Hello! Any help with these problems is greatly appreciated!

A circle is centered at O. The tangent to the circle at P is extended to Q. Line segment QS intersects the circle at R Given that. OS = 2, SR = RQ = 3 and PQ = 6, find the radius of the circle.

Let AB be a diameter of a circle, and let C be a point on the circle such that AC=8 and BC=6. The angle bisector of angle ACB intersects the circle at point M. Find CM.

Thank you so much!!

Noori Aug 9, 2020

#1**+1 **

Hello fellow AoPSer!

For the first one you should extend QS such that it intersects the circle again at T. And extend OS to intersect the circle at U and V. Try to find ST from there and set variables to solve an equation with power of a point.

For the second one. Let the intersection of AB and MC be D. Drop an altitude from D to AC. Then use the Angle Bisector Theorem, Similar Triangles, and lastly Power of a Point to get your answer.

Data shown>
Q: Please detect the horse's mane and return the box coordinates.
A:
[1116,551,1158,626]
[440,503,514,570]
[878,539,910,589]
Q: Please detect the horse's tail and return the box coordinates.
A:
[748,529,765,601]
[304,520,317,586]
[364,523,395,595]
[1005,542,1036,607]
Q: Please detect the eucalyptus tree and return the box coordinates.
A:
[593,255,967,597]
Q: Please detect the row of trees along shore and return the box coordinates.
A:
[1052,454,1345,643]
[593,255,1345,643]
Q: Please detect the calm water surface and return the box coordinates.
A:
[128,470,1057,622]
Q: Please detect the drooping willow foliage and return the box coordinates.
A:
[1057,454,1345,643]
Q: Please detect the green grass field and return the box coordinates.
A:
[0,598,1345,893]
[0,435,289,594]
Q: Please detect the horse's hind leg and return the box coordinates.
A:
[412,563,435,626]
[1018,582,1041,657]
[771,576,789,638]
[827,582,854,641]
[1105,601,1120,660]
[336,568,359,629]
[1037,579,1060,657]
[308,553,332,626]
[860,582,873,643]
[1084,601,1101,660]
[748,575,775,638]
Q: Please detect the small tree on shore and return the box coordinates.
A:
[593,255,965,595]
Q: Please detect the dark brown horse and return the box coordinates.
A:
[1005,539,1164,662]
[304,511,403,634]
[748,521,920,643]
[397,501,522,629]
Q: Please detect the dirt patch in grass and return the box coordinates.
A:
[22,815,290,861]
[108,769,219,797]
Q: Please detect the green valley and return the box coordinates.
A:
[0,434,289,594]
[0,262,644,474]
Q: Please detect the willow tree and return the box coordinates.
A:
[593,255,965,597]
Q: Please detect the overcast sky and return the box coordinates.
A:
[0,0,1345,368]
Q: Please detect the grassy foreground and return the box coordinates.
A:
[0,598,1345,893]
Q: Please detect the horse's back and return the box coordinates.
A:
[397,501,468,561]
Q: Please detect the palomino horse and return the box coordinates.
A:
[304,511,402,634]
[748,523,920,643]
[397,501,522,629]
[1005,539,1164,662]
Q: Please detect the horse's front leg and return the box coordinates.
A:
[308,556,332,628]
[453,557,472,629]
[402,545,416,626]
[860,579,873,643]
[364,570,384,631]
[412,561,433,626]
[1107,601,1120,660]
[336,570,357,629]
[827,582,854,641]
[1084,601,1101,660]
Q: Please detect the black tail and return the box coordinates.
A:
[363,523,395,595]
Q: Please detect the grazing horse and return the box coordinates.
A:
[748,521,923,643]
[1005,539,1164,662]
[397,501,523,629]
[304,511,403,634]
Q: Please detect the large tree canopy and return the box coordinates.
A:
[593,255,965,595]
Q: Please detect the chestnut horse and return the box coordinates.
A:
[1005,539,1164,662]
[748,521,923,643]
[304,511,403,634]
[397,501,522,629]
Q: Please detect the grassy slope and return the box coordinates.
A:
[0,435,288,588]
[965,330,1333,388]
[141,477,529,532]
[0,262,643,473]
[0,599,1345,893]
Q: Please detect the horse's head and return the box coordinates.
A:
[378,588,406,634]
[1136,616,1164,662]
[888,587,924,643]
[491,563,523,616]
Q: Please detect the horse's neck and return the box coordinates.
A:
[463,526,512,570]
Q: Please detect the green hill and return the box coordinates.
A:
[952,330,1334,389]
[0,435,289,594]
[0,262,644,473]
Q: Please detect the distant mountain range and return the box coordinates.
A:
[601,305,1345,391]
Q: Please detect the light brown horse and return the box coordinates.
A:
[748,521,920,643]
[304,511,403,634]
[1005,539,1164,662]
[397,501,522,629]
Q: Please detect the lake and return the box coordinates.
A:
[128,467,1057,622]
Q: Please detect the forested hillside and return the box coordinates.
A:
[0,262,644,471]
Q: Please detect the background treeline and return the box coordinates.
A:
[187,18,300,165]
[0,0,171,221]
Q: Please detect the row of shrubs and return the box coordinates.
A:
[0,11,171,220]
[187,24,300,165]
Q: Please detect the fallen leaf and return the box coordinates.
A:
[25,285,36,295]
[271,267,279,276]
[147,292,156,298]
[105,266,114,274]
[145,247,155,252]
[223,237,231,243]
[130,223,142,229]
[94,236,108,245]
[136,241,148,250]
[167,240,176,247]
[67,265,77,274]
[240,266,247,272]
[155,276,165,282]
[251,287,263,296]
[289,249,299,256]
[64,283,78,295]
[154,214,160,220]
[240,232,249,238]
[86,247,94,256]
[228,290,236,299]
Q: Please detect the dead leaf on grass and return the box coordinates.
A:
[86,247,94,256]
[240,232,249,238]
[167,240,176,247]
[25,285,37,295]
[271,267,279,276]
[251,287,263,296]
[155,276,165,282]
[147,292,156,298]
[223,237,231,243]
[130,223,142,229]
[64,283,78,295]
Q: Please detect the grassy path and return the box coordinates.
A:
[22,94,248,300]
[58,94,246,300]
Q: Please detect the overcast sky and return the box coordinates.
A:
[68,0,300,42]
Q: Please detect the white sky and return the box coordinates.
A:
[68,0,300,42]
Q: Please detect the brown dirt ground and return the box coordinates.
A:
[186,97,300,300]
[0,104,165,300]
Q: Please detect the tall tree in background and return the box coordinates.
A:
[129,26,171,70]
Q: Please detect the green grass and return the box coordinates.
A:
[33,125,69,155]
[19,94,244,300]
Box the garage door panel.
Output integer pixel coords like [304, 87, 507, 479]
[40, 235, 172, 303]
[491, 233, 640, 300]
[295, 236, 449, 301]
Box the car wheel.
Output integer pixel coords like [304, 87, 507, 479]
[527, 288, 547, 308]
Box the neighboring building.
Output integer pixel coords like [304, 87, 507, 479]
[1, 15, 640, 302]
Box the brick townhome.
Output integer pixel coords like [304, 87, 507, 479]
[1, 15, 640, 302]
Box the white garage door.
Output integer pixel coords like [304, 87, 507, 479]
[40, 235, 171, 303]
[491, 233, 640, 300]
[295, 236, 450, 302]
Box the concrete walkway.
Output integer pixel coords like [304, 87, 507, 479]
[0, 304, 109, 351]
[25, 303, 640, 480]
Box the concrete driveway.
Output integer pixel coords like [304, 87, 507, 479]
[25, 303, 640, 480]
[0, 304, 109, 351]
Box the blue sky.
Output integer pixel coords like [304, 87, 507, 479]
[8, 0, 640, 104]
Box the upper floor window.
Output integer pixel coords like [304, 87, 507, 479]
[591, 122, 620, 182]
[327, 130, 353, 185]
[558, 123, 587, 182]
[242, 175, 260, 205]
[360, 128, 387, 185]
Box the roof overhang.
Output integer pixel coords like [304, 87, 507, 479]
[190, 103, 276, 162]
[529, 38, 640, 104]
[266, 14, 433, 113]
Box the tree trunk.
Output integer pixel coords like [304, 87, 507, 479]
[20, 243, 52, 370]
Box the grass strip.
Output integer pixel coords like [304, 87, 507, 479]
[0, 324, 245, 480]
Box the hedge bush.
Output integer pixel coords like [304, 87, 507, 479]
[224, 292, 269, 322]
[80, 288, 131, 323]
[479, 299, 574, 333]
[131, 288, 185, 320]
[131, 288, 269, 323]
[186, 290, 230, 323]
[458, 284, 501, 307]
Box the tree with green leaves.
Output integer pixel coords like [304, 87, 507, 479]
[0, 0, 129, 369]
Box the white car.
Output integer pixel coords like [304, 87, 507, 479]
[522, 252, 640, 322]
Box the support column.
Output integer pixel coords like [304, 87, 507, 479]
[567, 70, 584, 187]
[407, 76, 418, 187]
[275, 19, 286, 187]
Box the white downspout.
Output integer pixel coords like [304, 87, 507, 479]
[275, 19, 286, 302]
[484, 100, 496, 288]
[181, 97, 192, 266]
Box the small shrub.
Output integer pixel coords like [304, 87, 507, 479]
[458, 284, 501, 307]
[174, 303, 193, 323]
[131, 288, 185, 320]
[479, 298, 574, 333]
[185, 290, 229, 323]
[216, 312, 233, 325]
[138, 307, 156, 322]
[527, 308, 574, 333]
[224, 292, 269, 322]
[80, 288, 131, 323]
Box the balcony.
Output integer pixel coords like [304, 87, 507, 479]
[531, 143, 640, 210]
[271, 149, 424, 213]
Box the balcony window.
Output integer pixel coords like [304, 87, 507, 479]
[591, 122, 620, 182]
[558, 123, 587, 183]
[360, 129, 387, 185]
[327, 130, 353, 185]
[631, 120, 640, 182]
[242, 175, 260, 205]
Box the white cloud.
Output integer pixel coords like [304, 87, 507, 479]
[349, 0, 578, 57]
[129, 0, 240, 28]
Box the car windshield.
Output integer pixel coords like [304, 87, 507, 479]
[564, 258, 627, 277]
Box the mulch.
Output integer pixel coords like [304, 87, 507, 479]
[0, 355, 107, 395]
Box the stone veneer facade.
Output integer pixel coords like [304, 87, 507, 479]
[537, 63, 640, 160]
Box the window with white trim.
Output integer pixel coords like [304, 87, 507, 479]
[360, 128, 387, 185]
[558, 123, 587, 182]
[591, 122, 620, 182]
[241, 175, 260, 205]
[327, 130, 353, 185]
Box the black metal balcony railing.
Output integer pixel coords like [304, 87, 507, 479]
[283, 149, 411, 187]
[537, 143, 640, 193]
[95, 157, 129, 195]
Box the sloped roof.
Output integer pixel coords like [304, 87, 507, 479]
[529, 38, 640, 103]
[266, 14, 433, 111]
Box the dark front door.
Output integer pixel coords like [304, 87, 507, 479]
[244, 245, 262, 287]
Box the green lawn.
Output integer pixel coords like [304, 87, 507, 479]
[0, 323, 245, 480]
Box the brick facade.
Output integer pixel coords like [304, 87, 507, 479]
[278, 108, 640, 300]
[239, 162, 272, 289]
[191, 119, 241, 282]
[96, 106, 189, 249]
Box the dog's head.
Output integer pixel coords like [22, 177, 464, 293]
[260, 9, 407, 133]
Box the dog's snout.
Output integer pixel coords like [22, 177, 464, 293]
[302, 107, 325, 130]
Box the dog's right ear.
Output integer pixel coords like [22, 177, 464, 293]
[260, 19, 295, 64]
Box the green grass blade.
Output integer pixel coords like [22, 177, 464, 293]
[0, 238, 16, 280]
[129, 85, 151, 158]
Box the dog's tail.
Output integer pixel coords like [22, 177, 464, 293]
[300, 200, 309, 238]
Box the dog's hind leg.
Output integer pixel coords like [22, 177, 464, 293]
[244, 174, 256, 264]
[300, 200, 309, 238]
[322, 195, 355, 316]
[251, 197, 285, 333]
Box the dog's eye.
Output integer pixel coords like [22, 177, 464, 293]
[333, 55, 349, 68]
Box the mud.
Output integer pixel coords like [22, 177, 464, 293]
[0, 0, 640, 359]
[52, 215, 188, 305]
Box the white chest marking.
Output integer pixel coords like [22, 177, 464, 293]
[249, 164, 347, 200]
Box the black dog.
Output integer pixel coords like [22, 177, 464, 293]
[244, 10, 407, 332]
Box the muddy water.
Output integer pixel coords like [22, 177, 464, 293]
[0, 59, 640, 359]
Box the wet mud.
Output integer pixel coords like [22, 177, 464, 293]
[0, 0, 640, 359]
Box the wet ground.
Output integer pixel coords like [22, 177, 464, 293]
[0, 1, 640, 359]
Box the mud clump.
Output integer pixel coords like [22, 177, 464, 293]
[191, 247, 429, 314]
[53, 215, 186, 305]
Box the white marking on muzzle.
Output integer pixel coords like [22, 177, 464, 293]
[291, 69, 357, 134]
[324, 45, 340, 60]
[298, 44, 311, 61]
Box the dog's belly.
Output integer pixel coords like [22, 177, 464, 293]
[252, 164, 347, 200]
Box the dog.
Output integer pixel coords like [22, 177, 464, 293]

Goals>
A) In the circle geometry thread, what does the reply say to call the intersection of AB and MC in the second problem?
B) Say whether each statement agrees with the circle geometry thread, and quote the words that decide it: (i) In the first problem, PQ equals 6. (ii) In the second problem, AC equals 6. (iii) The reply suggests extending OS so that it meets the circle at U and V.
C) Write the next part of the circle geometry thread, starting after its last sentence.

Final results>
A) D

B)
(i) Yes: "OS = 2, SR = RQ = 3 and PQ = 6".
(ii) No: "AC=8 and BC=6".
(iii) Yes: "extend OS to intersect the circle at U and V".

C)
Hope this helped!

OlympusHero Aug 9, 2020

#3**+1 **

For the first one:

1) Extend QRS to point T on the circle.

2) By the "power of a point": QP^{2} = QR·QT ---> 6^{2} = 3·QT ---> QT = 12

Since QR = 3, RT = 9.

Since RS = 3, ST = 6.

3) Draw OT and OR, creating triangle(TSO) and triangle(RSO).

OT and OR are radii; Let the radius = r.

4) Use the Law of Cosines on these two triangles.

OT^{2} = r^{2} = 6^{2} + 2^{2} - 2·6·2·cos(TSO)

OR^{2} = r^{2} = 3^{2} + 2^{2} - 2·3·2·cos(RSO)

Since these are equal: 6^{2} + 2^{2} - 2·6·2·cos(TSO) = 3^{2} + 2^{2} - 2·3·2·cos(RSO)

40 - 24·cos(TSO) = 13 - 12·cos(RSO)

Since angle(RSO) is supplementary to angle(TSO), cos(RSO) = - cos(TSO)

---> 40 - 24·cos(TSO) = 13 + 12·cos(TSO)

27 = 36·cos(TSO)

0.75 = cos(TSO)

5) Since OT^{2} = r^{2} = 6^{2} + 2^{2} - 2·6·2·cos(TSO)

---> r^{2} = 40 - 24·0.75

r^{2} = 22

r = sqrt(22)

geno3141 Aug 9, 2020

#4**+3 **

2) Let's place a point P on a circle opposite to point M. Now we have a right triangle CMP

∠ABC = arctan( AC / BC )

∠CMP = ∠ABC - ∠BCM

CM = cos(∠CMP) * MP

Dragan Aug 10, 2020

#6**+3 **

1) Extend line segment QS to point T on a circle.

QT = PQ^{2} / RQ RT = QT - RQ

M is a midpoint of line segment RT. Now we have a right triangle OMS.

MO = sqrt( OS^{2} - MS^{2 })

Radius OR = sqrt( MR^{2} + MO^{2} )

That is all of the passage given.